## Données du sujet

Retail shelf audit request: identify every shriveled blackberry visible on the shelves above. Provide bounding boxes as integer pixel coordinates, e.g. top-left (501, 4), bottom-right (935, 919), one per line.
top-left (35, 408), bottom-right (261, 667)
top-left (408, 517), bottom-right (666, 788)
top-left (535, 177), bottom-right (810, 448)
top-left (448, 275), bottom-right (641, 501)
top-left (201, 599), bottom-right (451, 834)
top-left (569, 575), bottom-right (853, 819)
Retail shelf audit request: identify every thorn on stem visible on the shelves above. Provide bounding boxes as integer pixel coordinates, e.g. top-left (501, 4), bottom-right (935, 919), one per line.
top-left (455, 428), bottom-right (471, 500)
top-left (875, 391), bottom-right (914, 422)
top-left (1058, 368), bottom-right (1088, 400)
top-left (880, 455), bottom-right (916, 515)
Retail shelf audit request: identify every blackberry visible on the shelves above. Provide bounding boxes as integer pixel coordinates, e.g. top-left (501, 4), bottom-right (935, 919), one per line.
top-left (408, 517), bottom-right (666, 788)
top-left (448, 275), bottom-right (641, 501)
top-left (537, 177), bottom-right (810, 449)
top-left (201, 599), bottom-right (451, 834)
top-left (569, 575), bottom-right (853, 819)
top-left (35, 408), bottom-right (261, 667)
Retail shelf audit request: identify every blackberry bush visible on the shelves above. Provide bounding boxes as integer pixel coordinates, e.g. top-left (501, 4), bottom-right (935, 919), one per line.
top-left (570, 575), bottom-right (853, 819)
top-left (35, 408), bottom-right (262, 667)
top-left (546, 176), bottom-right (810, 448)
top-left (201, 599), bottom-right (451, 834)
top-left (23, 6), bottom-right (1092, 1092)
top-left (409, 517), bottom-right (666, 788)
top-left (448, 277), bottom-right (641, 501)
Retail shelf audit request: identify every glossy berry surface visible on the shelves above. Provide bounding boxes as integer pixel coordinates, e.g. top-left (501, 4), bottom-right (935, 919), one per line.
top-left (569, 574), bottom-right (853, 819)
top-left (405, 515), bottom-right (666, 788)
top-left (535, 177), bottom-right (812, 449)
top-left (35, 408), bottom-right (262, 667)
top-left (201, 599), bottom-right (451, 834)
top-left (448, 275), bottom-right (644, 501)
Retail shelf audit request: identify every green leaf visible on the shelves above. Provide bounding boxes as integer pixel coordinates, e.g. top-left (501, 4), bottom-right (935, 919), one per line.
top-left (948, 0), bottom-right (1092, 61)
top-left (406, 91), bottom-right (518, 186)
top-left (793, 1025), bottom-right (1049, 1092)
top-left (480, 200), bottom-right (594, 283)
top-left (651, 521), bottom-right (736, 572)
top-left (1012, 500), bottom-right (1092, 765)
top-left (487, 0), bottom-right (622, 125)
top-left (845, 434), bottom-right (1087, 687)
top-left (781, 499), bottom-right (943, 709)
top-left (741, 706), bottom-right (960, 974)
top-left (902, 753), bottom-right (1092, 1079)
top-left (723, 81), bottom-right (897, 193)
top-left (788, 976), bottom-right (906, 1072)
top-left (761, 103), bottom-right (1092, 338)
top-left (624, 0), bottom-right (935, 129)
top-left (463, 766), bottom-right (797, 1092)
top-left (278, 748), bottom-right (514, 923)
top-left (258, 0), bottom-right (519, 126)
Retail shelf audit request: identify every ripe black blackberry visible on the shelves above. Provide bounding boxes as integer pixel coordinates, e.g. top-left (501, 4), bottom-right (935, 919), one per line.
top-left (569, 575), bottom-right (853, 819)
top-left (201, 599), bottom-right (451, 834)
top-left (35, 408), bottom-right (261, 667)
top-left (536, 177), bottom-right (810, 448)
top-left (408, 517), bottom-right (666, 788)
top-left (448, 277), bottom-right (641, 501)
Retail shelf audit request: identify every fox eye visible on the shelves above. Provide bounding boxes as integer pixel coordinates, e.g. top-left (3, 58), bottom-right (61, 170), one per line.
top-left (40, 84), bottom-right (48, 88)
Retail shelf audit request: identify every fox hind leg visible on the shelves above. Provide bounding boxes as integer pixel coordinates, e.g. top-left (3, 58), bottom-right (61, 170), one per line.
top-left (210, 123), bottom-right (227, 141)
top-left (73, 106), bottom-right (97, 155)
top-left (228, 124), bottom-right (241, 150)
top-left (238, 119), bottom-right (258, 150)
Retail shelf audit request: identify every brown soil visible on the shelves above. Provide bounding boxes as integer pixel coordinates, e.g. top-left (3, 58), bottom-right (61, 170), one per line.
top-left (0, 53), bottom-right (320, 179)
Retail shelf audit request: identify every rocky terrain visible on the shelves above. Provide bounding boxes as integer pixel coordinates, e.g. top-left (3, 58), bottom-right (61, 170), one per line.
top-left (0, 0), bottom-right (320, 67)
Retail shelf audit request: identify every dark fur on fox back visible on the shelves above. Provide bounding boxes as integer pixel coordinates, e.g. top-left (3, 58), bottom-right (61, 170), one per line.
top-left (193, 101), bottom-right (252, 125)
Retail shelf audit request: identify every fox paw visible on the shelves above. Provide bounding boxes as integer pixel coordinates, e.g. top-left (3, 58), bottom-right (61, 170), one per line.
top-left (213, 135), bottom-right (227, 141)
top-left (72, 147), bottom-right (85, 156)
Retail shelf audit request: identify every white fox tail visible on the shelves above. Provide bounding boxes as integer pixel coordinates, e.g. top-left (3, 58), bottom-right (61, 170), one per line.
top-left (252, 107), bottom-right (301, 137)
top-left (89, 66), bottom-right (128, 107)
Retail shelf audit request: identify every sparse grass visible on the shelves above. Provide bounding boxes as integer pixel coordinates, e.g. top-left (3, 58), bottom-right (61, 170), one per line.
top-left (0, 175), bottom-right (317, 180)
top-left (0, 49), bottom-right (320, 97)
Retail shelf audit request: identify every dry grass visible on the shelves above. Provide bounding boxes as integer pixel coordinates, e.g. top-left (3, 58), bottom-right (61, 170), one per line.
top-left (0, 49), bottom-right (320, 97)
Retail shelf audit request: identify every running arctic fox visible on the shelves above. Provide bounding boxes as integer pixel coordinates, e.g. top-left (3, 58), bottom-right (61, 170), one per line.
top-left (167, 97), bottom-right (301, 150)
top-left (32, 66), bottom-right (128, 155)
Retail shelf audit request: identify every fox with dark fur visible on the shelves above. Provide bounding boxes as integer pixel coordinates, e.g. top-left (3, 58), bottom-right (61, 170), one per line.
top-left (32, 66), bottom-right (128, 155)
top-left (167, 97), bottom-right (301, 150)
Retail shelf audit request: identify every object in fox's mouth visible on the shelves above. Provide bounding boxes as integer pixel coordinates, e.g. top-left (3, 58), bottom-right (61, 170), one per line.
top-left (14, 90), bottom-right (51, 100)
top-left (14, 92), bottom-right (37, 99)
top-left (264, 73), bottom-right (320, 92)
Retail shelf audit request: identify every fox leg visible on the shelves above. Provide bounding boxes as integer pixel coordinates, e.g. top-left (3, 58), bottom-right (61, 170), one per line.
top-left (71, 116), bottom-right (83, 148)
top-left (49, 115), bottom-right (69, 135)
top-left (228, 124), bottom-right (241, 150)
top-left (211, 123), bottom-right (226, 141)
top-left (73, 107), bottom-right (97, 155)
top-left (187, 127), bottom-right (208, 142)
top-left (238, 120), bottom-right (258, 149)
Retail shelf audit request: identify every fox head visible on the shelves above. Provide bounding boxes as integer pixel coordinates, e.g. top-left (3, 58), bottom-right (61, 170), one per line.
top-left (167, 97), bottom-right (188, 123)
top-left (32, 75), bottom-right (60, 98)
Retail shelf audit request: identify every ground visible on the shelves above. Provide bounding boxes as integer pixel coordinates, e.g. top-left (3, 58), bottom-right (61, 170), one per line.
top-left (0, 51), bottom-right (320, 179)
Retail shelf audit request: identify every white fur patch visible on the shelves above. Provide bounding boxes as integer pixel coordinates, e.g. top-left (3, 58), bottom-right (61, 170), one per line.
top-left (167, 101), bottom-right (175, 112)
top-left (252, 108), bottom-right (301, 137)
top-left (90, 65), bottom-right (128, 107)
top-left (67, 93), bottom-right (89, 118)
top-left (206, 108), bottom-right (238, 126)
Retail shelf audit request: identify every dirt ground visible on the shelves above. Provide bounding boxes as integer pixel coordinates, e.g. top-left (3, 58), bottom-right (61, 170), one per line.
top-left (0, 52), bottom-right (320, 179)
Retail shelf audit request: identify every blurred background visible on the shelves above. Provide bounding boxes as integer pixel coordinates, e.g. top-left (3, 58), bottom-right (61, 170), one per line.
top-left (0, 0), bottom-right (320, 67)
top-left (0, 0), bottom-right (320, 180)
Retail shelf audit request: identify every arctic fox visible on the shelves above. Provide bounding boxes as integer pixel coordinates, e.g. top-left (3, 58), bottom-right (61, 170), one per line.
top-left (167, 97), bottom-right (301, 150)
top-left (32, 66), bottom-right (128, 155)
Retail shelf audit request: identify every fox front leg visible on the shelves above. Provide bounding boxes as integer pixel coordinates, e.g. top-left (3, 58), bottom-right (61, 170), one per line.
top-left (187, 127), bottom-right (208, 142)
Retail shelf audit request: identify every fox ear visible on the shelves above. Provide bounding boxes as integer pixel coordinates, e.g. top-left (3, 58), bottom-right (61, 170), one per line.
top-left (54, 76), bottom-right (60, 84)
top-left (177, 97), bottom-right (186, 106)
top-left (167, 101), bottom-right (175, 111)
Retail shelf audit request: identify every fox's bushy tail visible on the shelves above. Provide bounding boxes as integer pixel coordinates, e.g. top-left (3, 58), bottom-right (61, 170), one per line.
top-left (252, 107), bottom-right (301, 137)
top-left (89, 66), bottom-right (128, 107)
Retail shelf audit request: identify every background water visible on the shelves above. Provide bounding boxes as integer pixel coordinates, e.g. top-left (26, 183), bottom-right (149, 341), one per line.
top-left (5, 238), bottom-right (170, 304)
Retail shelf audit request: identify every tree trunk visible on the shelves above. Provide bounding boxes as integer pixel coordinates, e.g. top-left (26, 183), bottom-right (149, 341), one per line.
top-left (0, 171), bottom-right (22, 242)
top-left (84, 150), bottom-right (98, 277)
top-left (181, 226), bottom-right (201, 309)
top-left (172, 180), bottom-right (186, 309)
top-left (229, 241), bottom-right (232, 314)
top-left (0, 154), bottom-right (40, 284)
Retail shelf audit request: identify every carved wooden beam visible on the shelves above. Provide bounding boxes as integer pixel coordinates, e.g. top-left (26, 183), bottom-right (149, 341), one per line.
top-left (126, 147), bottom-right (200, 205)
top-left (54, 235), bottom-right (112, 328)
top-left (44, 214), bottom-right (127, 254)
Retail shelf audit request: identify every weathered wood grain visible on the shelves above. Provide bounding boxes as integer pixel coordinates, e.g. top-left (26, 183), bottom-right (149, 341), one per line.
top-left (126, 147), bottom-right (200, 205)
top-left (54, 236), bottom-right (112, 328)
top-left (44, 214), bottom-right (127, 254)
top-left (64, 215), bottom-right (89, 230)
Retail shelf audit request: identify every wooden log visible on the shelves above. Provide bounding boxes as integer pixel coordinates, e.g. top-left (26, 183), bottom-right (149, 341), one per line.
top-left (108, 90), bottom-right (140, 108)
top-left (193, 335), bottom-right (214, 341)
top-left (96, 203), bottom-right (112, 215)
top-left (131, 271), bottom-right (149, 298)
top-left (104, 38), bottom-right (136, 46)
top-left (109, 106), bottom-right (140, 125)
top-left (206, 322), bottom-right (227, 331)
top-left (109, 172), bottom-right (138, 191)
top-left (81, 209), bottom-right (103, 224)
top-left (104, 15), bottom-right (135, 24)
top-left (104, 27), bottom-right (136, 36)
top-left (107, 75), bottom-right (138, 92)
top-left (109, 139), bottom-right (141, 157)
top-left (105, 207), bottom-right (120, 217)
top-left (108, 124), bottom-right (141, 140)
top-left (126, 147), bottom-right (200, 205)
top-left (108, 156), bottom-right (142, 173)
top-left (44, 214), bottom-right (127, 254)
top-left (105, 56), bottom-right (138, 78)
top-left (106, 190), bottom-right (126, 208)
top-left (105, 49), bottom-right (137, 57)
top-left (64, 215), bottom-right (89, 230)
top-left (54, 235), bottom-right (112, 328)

## Énoncé
Reproduis sans rien changer les lignes des entrées, de la toute première jusqu'à celle qui contient "top-left (880, 455), bottom-right (916, 515)", cette dernière comprise.

## Réponse détaillée
Retail shelf audit request: identify every shriveled blackberry visible on the shelves above. Provide bounding boxes as integer pixel coordinates, e.g. top-left (501, 4), bottom-right (935, 919), one per line.
top-left (35, 408), bottom-right (261, 667)
top-left (408, 517), bottom-right (666, 788)
top-left (535, 177), bottom-right (810, 448)
top-left (448, 275), bottom-right (641, 501)
top-left (201, 599), bottom-right (451, 834)
top-left (569, 575), bottom-right (853, 819)
Retail shelf audit request: identify every thorn on stem visible on the shelves above. Provide bounding boxes as integer pixel coordinates, e.g. top-left (501, 4), bottom-right (935, 919), one per line.
top-left (455, 428), bottom-right (471, 500)
top-left (875, 391), bottom-right (914, 422)
top-left (1058, 368), bottom-right (1088, 400)
top-left (880, 455), bottom-right (916, 515)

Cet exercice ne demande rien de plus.